## start ITEMS

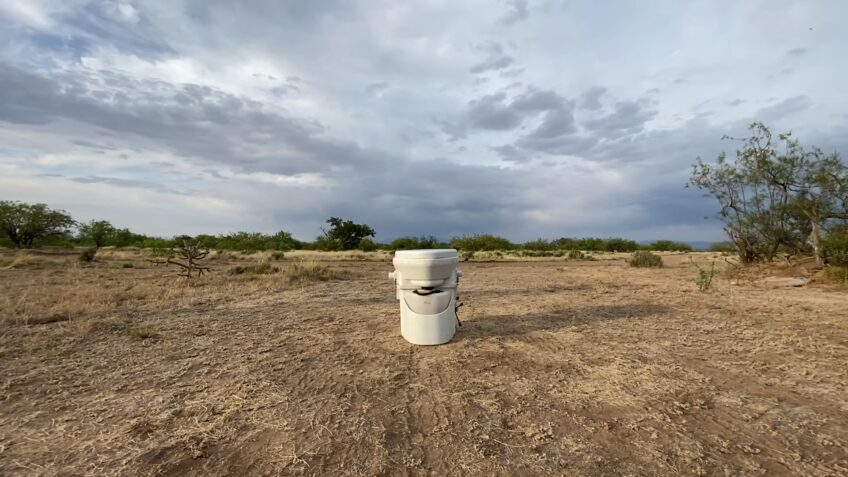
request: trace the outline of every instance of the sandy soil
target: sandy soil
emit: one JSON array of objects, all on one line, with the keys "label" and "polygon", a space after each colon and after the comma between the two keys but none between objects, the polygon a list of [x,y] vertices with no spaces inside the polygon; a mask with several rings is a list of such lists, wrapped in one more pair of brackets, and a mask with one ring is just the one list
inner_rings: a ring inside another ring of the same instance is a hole
[{"label": "sandy soil", "polygon": [[0,269],[0,475],[848,475],[848,294],[687,259],[462,263],[439,347],[386,262]]}]

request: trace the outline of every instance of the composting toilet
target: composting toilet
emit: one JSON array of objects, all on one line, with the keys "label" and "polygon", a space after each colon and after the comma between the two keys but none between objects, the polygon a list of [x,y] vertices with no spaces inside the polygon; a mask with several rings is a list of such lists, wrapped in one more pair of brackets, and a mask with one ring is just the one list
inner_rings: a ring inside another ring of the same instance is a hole
[{"label": "composting toilet", "polygon": [[412,344],[447,343],[456,332],[457,285],[454,249],[395,252],[395,281],[400,302],[400,334]]}]

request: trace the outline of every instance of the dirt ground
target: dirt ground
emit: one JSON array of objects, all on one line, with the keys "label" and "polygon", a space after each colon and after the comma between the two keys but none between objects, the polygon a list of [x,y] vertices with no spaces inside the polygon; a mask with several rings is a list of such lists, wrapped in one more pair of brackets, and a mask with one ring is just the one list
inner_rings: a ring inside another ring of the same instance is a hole
[{"label": "dirt ground", "polygon": [[19,260],[0,475],[848,475],[848,293],[702,293],[688,258],[461,263],[437,347],[401,338],[386,261]]}]

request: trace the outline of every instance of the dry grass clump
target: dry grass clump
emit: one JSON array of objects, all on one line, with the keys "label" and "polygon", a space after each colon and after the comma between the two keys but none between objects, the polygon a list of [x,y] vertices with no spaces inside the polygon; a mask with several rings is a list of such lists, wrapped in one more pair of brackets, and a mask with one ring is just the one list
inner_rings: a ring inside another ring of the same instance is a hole
[{"label": "dry grass clump", "polygon": [[328,280],[345,280],[350,278],[350,272],[336,270],[315,262],[296,262],[285,269],[286,278],[290,282],[325,282]]},{"label": "dry grass clump", "polygon": [[279,271],[279,268],[271,266],[268,262],[260,262],[256,265],[236,265],[227,273],[229,275],[270,275]]},{"label": "dry grass clump", "polygon": [[146,325],[131,327],[127,330],[127,334],[130,335],[130,338],[139,341],[156,337],[153,328]]},{"label": "dry grass clump", "polygon": [[42,257],[31,255],[27,252],[15,254],[15,258],[6,266],[15,270],[41,268],[44,266],[45,260]]},{"label": "dry grass clump", "polygon": [[647,250],[639,250],[630,257],[630,266],[637,268],[661,268],[662,257]]}]

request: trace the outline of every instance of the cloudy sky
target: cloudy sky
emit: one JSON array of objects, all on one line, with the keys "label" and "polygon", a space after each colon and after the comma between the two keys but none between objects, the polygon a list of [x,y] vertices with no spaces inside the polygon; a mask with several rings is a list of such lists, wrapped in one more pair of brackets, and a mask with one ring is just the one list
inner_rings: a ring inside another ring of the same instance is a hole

## end ITEMS

» **WHAT THE EXERCISE ASKS**: Every record gets retyped exactly; no picture goes into the copy.

» **OUTPUT OF THE TASK**:
request: trace the outline of every instance of the sandy soil
target: sandy soil
emit: one JSON array of objects, all on one line, with the keys "label" and "polygon", a space after each colon and after the comma between the two keys but none between objects, the polygon a list of [x,y] vertices with no spaces inside the polygon; a mask with several rings is a list of such lists, wrapped in one more pair of brackets, and a mask with one ring is just the one list
inner_rings: a ring inside another ring of the same instance is a hole
[{"label": "sandy soil", "polygon": [[0,269],[0,475],[848,475],[848,294],[687,259],[462,263],[439,347],[386,262]]}]

request: trace the outline of every instance of the composting toilet
target: composting toilet
emit: one JSON array of objects, all on one line, with the keys "label" and "polygon", a space after each colon and after the comma between the two keys but none between objects, the polygon a list of [x,y] vertices with no spaces inside the polygon; a mask with several rings is a list of such lists, wrapped in one more pair of brackets, and a mask with one ring is just the one list
inner_rings: a ring inside another ring of the same instance is a hole
[{"label": "composting toilet", "polygon": [[412,344],[447,343],[456,332],[457,285],[454,249],[395,252],[395,281],[400,302],[400,334]]}]

request: trace the outline of every instance of the dirt ground
target: dirt ground
emit: one JSON array of objects, all on one line, with the keys "label" and "polygon", a space after each colon and after the comma between the two keys but none between objects, the polygon a list of [x,y] vertices with no spaces inside the polygon; a mask with several rings is a list of such lists, wrapped in one more pair of brackets, and a mask with one ring is just the one list
inner_rings: a ring inside another ring of the same instance is a hole
[{"label": "dirt ground", "polygon": [[19,260],[0,475],[848,475],[848,293],[702,293],[688,258],[461,263],[437,347],[401,338],[386,261]]}]

request: trace the outline of every instance of the dry grass clump
target: dry grass clump
emit: one JSON array of objects, all on one line, with the keys "label" and "polygon", a space after each colon and after the comma between the two keys but none between objects, the polygon a list of [x,y] vertices with no spaces inside the polygon; a mask with several rings is a list of such lists, wrapped in one more pair of brackets, and a mask with one ring is just the one list
inner_rings: a ring inside another ring of the same instance is a hole
[{"label": "dry grass clump", "polygon": [[328,280],[345,280],[350,278],[350,272],[336,270],[315,262],[296,262],[285,269],[286,278],[290,282],[325,282]]},{"label": "dry grass clump", "polygon": [[279,271],[279,268],[271,266],[268,262],[260,262],[256,265],[236,265],[227,273],[229,275],[270,275]]},{"label": "dry grass clump", "polygon": [[146,325],[131,327],[127,330],[127,334],[130,335],[130,338],[139,341],[156,337],[153,328]]},{"label": "dry grass clump", "polygon": [[42,257],[31,255],[27,252],[15,254],[15,258],[6,266],[15,270],[41,268],[44,266],[45,260]]},{"label": "dry grass clump", "polygon": [[647,250],[639,250],[630,257],[630,266],[637,268],[661,268],[662,257]]}]

request: trace the outline of every instance of the cloudy sky
target: cloudy sky
emit: one JSON array of objects, all on one line, with the keys "label" and "polygon", a space after each colon and after the comma between the two keys but none between objects, the polygon a list of [x,y] vertices with no spaces inside the polygon; a mask with several rings is a list of such lists, wrapped in one more pair of brackets, and a mask with one ring is just the one list
inner_rings: a ring inside another ring of the same instance is a hole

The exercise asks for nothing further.